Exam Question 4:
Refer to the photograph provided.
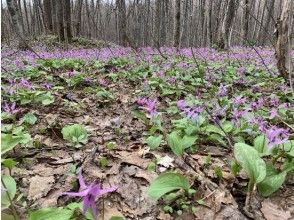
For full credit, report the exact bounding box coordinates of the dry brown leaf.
[261,199,291,220]
[28,176,55,200]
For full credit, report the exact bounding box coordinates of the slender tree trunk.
[275,0,293,82]
[43,0,53,33]
[259,0,275,45]
[6,0,28,50]
[23,0,31,33]
[63,0,72,43]
[219,0,239,50]
[242,0,250,42]
[205,1,213,47]
[116,0,129,47]
[56,0,65,41]
[75,0,83,37]
[174,0,181,47]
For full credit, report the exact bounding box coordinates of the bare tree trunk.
[174,0,181,47]
[259,0,275,45]
[63,0,72,43]
[205,1,213,47]
[75,0,83,36]
[116,0,129,47]
[218,0,239,50]
[242,0,250,42]
[56,0,65,41]
[43,0,53,33]
[23,0,31,33]
[275,0,293,81]
[6,0,28,50]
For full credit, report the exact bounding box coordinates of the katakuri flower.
[62,171,118,219]
[265,126,289,149]
[3,102,19,115]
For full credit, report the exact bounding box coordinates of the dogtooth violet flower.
[62,170,118,217]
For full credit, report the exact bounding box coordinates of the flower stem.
[1,178,20,220]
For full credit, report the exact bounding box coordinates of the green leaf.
[145,135,162,150]
[257,169,287,197]
[1,133,22,154]
[253,135,271,157]
[109,216,125,220]
[206,125,226,137]
[166,132,184,156]
[1,175,16,209]
[2,158,16,170]
[234,143,266,184]
[182,135,197,149]
[222,121,234,133]
[282,140,294,157]
[24,113,38,125]
[29,207,74,220]
[1,212,15,220]
[61,124,88,147]
[148,173,190,200]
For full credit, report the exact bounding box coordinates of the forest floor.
[1,41,294,220]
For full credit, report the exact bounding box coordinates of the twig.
[1,178,20,220]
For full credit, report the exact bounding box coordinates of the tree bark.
[116,0,129,47]
[56,0,65,41]
[6,0,28,50]
[218,0,239,50]
[63,0,72,43]
[75,0,83,36]
[275,0,293,82]
[242,0,250,43]
[43,0,53,33]
[174,0,181,47]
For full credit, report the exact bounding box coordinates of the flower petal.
[99,186,118,196]
[78,169,87,189]
[62,189,89,197]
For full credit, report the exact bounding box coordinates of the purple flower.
[167,76,177,85]
[177,99,203,121]
[234,95,246,105]
[98,79,107,86]
[19,79,33,89]
[265,126,289,148]
[3,102,19,115]
[270,96,279,106]
[3,87,16,95]
[269,108,278,119]
[137,98,157,118]
[281,102,290,109]
[8,79,16,86]
[218,84,228,97]
[232,109,247,123]
[62,171,118,218]
[145,100,157,118]
[137,97,148,106]
[177,99,187,111]
[42,82,52,90]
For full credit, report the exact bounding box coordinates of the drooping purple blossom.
[177,99,203,121]
[167,76,177,85]
[265,126,289,149]
[42,82,53,90]
[3,102,19,115]
[137,98,157,118]
[233,95,246,105]
[217,84,228,97]
[19,78,33,90]
[97,79,108,87]
[269,108,278,119]
[270,96,279,107]
[232,108,247,123]
[62,171,118,219]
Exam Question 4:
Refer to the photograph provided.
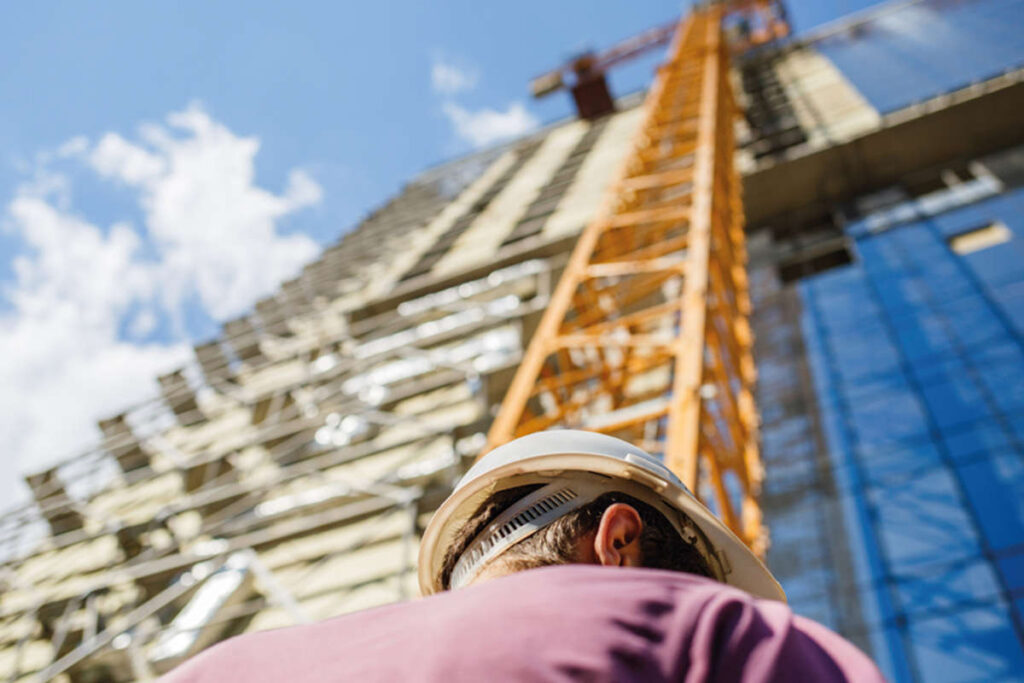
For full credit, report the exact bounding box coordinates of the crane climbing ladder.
[486,3,767,554]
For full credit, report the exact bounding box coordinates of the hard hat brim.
[419,453,785,602]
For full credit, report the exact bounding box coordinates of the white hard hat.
[419,429,785,601]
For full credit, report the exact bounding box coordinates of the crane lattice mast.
[487,3,766,553]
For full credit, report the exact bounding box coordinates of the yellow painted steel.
[487,4,767,553]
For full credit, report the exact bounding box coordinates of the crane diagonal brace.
[487,3,767,553]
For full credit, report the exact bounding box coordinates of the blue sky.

*****

Replace every occurrence of "exact" in the listing above with "precise", changing nothing else, and leave the pictures out of your answer.

Exam Question 4:
Refer to the photograph provided.
For full credit, report the precise bounding box coordinates of the dry brown leaf.
[261,199,291,220]
[28,176,55,200]
For full credit, report the precise bounding box coordinates of the slender tree trunk.
[275,0,293,82]
[43,0,53,33]
[259,0,275,45]
[6,0,28,50]
[23,0,31,33]
[63,0,72,43]
[219,0,239,50]
[242,0,250,42]
[205,1,213,47]
[116,0,129,47]
[56,0,65,41]
[75,0,83,37]
[174,0,181,47]
For full credit, report the precise bounding box coordinates of the bare tree trunk.
[174,0,181,47]
[259,0,275,45]
[63,0,72,43]
[205,1,213,47]
[75,0,83,36]
[116,0,129,47]
[218,0,239,50]
[242,0,250,42]
[56,0,65,41]
[43,0,53,33]
[23,0,31,33]
[275,0,293,81]
[6,0,28,50]
For full credit, report the precise bounding box coordinates of the katakuri flower.
[62,171,118,219]
[265,126,289,149]
[3,102,19,115]
For full credit, report the precise bounding box coordinates of the dogtooth violet flower.
[62,170,118,217]
For full credit, report the precise bounding box coordinates of the flower stem.
[1,178,20,220]
For full credit, report the precise bounding box coordinates of the green leaf.
[145,135,162,150]
[257,169,287,197]
[1,133,22,154]
[253,135,271,157]
[109,216,125,220]
[206,125,226,137]
[166,132,184,156]
[1,175,16,209]
[2,158,16,170]
[234,143,266,184]
[182,135,197,149]
[222,121,234,133]
[282,140,294,157]
[24,113,38,125]
[29,207,74,220]
[1,212,15,220]
[61,124,88,147]
[148,173,190,200]
For full credit, report the precise bounding box coordinates of the forest floor.
[1,41,294,220]
For full credit, report the precise bounding box coordinates of the twig.
[1,178,20,220]
For full credit, report the precise bounding box coordinates of the tree bark.
[116,0,129,47]
[56,0,65,41]
[6,0,28,50]
[218,0,239,50]
[63,0,72,43]
[75,0,83,36]
[275,0,293,82]
[242,0,250,43]
[43,0,53,33]
[174,0,181,47]
For full credit, report the precise bounding box coordinates of the flower petal.
[99,186,118,196]
[78,169,87,189]
[62,189,89,197]
For full credit, report the precise bounding box coordinates of the purple flower.
[167,76,177,85]
[177,99,203,121]
[234,95,246,105]
[98,79,107,86]
[19,79,33,89]
[265,126,289,148]
[3,102,19,115]
[270,96,279,106]
[3,87,16,95]
[269,108,278,119]
[137,98,157,118]
[281,102,290,109]
[8,79,16,86]
[218,84,228,97]
[232,109,247,123]
[62,171,118,218]
[145,100,157,118]
[137,97,148,106]
[177,99,187,111]
[42,82,52,90]
For full credit, report the precise bounding box coordinates of the drooping purple blossom.
[177,99,203,121]
[167,76,177,85]
[265,126,289,149]
[42,82,53,90]
[3,102,19,115]
[137,98,157,118]
[233,95,246,105]
[217,84,228,97]
[19,78,33,90]
[97,79,108,87]
[269,108,278,119]
[270,96,279,107]
[232,108,247,123]
[62,171,118,219]
Exam Question 4:
Refer to the photograph provided.
For full credit, report the precise bounding box coordinates of the crane climbing ladder.
[486,3,767,554]
For full credit, report the precise bounding box coordinates of the hard hat brim.
[419,453,785,602]
For full credit, report the precise bounding box coordinates of the white hard hat.
[419,429,785,601]
For full credit, report the precise bounding box coordinates of the crane lattice mast.
[487,3,766,553]
For full credit, report the precise bounding box coordinates of the yellow painted steel.
[487,4,767,553]
For full credit, report the precise bounding box coordinates of the crane diagonal brace.
[487,3,767,553]
For full credit, report the precise bounding box coordinates of the blue sky.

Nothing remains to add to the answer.